- **Assignment 1**
Write out the passage of the text-to-speech settings page below, starting at "- ElevenLabs –" and ending at "them is selected.".
- **Assignment 2**
Answer these questions using the text-to-speech settings page below:
(a) Which section of the AI LOGIC wizard step is the TEXT TO SPEECH panel?
(b) How many languages does ElevenLabs support?
(c) After saving, in which menu do the selected languages also become available?

- **Document excerpt**
═══
TEXT TO SPEECH
Here’s where you can manage speech generation for your AI avatar: pick a TTS (text-to-speech) service provider and set the languages your avatar speaks. The TEXT TO SPEECH panel is the third section of the AI LOGIC wizard step, shown when the Logic Source is set to AI Models.
This section covers:
Choosing a TTS Provider
Start by expanding the Text to Speech (TTS) drop-down menu to select your preferred service provider:
- Google TTS – supports voice output in over 50 languages, with multiple voice options for each language. See the Google TTS guide.
- ElevenLabs – supports 30+ languages, all spoken with one selected voice; custom voice setup is available. See the ElevenLabs guide.
The practical difference: Google TTS lets you pick a separate voice for every language, while ElevenLabs keeps one voice across all of them – a good fit when you want the avatar to sound identical in every language, or when you plan to connect a voice of your own.
The TEXT TO SPEECH panel appears only for engines that generate text replies – ChatGPT and Azure OpenAI. Speech-to-speech engines (OpenAI Realtime, Gemini Live, Gemini Live Native Audio) produce voice on their own, so the panel is hidden while one of them is selected.
Setting the Languages
Next, open the Languages list and tick the ones your avatar will speak, then click Save below. The selected languages appear in the field as flag chips.
After saving, the selected languages also become available in the Talk in menu within the Avatar Display section on the right. There you can pick one and talk to your avatar in real time in that language. Live interaction via the preview panel counts toward the conversation minutes included in your subscription.
With the provider and languages in place, continue to the guide for your chosen service – Google TTS or ElevenLabs – to assign the voices your avatar will speak with.
═══
- **Information supplied**
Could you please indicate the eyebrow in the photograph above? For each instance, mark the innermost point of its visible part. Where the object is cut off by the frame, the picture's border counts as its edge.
═══
- **Task answer 1**
- ElevenLabs – supports 30+ languages, all spoken with one selected voice; custom voice setup is available. See the ElevenLabs guide.
The practical difference: Google TTS lets you pick a separate voice for every language, while ElevenLabs keeps one voice across all of them – a good fit when you want the avatar to sound identical in every language, or when you plan to connect a voice of your own.
The TEXT TO SPEECH panel appears only for engines that generate text replies – ChatGPT and Azure OpenAI. Speech-to-speech engines (OpenAI Realtime, Gemini Live, Gemini Live Native Audio) produce voice on their own, so the panel is hidden while one of them is selected.

- **Task answer 2**
(a) The third section.
(b) 30+ languages.
(c) The Talk in menu, within the Avatar Display section.